◆ **PROVIDED INFORMATION**:
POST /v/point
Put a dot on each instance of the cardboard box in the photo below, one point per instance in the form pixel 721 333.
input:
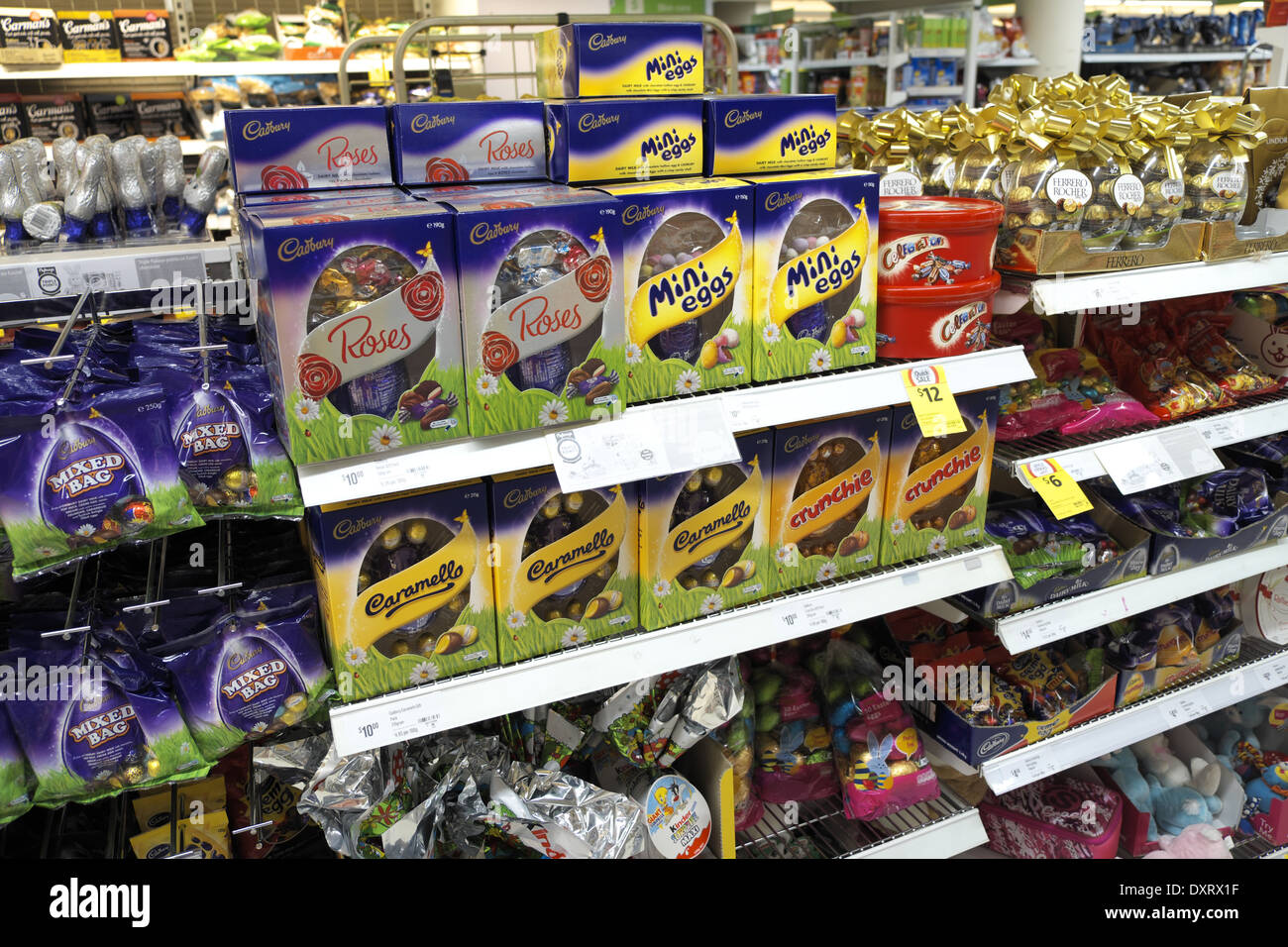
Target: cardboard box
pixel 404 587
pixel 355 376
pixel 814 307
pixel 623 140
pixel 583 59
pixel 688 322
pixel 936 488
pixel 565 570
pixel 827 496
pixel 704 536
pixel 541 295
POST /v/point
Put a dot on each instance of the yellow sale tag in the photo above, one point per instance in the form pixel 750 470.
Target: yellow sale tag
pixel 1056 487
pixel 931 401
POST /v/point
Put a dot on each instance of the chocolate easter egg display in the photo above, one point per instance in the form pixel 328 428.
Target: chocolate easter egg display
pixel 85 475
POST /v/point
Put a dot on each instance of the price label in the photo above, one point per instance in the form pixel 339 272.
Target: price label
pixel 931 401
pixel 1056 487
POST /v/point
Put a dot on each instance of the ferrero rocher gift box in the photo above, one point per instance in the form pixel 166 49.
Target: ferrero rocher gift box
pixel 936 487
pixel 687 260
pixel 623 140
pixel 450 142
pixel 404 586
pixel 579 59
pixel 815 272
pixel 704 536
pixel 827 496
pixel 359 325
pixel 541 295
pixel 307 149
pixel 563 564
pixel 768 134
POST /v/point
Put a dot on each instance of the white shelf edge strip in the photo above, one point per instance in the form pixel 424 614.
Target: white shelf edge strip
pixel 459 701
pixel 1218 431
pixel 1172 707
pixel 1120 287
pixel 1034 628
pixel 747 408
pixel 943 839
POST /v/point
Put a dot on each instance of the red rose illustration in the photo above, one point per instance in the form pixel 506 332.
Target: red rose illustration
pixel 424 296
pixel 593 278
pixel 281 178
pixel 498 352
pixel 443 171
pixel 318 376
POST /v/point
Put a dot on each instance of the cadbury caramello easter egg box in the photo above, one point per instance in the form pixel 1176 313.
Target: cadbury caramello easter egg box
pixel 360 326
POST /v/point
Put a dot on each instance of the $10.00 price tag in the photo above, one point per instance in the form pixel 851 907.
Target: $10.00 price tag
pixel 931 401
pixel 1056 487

--

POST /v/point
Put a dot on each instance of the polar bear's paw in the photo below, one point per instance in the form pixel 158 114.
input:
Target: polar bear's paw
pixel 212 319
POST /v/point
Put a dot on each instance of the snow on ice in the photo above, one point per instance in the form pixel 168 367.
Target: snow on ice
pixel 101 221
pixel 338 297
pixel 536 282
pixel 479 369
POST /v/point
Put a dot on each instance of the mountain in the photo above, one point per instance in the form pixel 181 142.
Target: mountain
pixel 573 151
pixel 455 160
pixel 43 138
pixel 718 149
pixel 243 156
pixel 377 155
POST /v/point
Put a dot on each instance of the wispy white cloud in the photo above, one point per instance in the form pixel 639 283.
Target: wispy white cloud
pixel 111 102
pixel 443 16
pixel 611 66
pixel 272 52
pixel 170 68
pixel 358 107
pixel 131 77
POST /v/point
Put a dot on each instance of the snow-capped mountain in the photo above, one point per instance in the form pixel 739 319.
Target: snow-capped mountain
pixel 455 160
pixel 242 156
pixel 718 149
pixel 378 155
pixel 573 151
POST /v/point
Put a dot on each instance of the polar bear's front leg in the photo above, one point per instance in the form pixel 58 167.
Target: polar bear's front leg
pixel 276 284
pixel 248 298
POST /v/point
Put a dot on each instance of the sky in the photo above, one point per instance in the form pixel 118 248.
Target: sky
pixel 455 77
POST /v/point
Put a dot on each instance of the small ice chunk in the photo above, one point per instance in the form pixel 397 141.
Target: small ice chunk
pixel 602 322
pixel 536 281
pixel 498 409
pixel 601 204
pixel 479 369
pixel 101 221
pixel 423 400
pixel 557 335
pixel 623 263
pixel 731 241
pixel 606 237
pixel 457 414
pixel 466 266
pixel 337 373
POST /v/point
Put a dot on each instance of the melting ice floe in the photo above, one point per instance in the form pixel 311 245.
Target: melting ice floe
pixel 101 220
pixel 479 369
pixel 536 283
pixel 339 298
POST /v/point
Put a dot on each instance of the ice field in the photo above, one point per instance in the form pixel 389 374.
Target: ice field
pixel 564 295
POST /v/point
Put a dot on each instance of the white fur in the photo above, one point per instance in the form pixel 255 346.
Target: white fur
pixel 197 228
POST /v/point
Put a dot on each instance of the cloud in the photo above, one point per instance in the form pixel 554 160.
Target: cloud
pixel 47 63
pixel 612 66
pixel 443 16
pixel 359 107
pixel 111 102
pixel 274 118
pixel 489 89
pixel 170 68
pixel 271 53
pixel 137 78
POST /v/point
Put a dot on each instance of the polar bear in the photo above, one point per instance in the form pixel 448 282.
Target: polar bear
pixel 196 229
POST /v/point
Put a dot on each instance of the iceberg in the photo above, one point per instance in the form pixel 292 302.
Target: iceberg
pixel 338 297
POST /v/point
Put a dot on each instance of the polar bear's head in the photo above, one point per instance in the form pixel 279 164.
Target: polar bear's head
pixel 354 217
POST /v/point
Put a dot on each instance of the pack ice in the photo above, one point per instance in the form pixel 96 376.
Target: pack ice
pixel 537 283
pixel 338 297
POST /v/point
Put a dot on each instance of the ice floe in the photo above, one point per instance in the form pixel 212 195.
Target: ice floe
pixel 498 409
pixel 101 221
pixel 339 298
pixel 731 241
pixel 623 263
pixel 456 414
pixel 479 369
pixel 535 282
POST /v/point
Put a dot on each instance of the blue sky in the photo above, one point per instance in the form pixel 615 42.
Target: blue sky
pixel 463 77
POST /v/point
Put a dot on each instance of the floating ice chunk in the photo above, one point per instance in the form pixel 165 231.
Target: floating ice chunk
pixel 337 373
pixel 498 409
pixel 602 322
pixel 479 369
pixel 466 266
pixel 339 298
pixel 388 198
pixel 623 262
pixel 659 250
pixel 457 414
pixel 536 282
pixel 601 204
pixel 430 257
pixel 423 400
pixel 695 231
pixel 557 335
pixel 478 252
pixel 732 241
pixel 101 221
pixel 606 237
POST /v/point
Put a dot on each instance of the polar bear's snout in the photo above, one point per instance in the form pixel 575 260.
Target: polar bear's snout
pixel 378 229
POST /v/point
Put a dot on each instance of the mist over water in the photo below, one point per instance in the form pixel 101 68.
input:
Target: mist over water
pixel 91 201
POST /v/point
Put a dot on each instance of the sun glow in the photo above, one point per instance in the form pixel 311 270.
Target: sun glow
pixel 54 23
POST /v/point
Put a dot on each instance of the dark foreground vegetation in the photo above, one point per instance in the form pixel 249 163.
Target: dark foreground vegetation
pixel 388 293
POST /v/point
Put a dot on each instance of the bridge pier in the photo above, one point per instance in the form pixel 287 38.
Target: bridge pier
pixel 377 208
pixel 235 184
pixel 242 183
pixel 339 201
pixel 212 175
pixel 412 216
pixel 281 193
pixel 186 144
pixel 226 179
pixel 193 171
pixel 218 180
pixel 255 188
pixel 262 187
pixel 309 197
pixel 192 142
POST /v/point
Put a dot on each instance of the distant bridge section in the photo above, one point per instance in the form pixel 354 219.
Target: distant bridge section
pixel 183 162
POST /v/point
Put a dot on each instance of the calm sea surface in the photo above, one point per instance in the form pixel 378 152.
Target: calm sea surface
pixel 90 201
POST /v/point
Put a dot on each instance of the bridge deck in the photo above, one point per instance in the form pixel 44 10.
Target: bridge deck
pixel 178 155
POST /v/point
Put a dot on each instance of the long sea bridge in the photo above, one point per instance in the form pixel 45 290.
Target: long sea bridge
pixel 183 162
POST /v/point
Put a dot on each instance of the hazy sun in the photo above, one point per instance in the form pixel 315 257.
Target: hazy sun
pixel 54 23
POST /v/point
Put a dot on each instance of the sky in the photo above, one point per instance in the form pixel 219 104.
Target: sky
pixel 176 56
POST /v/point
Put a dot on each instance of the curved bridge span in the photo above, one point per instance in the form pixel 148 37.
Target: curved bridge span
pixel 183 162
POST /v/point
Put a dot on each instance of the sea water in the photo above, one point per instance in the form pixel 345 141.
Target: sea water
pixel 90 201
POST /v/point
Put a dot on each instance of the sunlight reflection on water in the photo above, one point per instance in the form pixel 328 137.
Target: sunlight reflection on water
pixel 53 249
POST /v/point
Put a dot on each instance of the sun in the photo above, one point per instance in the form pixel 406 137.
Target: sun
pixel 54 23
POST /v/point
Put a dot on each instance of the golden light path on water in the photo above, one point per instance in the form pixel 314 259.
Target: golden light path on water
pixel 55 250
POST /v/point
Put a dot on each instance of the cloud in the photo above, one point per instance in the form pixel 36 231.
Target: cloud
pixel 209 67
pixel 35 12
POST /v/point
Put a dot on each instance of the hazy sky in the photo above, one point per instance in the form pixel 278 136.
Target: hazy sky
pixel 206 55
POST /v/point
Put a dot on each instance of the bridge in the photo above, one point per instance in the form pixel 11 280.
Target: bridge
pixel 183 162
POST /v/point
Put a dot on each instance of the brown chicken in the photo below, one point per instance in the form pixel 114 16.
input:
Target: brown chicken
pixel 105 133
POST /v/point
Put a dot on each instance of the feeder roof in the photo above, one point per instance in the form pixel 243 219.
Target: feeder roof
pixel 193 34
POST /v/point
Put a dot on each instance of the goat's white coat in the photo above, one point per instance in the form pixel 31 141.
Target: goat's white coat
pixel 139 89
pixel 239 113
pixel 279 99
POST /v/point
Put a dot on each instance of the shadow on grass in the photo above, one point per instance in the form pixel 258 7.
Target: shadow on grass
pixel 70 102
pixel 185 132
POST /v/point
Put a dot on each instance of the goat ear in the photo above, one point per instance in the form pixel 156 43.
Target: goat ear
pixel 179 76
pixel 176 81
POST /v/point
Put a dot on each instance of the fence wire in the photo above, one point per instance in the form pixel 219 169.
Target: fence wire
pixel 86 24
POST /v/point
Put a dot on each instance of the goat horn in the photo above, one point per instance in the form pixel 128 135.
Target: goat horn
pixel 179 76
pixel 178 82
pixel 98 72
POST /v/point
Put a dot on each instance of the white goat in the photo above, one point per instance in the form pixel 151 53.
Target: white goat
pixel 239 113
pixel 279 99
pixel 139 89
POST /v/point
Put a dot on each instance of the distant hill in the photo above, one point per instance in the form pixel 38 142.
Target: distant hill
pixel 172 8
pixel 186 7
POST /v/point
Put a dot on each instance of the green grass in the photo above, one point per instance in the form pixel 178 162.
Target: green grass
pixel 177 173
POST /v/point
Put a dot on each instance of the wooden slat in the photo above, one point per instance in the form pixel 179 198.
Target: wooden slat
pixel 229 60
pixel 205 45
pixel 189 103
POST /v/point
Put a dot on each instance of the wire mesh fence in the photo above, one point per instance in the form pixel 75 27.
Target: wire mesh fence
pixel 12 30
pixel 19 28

--

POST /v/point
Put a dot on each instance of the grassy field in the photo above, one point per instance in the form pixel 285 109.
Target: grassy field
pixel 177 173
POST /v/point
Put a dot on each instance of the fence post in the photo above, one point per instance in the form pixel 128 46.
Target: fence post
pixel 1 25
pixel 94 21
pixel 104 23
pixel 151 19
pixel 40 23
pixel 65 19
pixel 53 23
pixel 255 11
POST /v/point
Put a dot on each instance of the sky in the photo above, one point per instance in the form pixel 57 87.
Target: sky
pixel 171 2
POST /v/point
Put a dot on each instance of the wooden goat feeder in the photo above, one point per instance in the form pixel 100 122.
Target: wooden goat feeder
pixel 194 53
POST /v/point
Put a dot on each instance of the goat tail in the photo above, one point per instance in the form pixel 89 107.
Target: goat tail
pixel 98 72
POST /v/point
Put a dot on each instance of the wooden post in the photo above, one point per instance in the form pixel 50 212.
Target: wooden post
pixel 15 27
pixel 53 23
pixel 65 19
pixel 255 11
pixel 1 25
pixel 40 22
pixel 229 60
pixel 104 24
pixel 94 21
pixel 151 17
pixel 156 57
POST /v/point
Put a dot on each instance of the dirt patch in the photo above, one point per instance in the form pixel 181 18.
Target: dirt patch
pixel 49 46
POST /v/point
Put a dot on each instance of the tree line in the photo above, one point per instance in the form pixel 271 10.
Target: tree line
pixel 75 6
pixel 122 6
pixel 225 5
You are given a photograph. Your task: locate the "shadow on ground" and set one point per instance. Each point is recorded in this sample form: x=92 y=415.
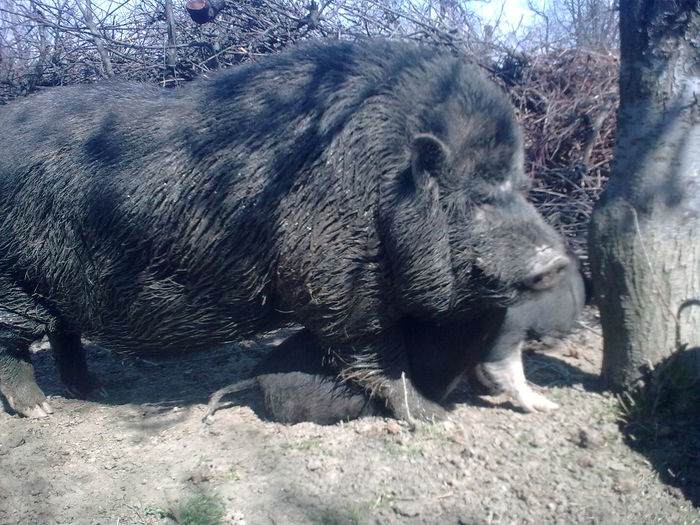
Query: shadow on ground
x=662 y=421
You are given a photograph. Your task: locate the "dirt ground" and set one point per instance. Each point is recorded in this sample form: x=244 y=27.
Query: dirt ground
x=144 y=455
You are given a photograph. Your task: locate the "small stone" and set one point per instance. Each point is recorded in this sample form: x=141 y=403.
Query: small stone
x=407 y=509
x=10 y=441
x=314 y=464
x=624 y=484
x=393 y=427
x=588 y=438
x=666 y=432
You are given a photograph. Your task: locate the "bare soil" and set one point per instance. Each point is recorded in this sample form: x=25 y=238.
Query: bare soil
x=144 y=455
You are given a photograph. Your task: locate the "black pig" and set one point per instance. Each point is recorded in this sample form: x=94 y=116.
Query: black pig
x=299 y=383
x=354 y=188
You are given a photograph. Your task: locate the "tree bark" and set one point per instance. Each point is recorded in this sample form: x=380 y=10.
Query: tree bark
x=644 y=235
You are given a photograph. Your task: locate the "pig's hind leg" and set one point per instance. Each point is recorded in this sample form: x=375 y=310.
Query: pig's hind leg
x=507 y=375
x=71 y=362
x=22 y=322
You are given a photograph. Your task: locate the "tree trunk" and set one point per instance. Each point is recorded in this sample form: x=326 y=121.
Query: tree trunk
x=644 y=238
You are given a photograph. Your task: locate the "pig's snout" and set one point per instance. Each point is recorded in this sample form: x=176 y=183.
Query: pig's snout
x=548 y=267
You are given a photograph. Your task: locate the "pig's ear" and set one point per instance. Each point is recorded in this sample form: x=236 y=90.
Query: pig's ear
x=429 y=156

◆ **WHAT NEEDS TO BE DONE**: Which lines above carry the string "below"? Copy those lines.

◆ **ANSWER TO THE EXERCISE**:
Put a dot on each instance of the cardboard box in the photo below, one point per instance in the form pixel 721 333.
Put a dot on each instance of the polar bear's paw in the photo below, one point per instance in the form pixel 158 114.
Put a dot on each instance of the mist over water in the photo below, one point per instance in the form pixel 101 68.
Put a dot on each instance of the brown chicken in the photo below, one point per instance in the form pixel 114 16.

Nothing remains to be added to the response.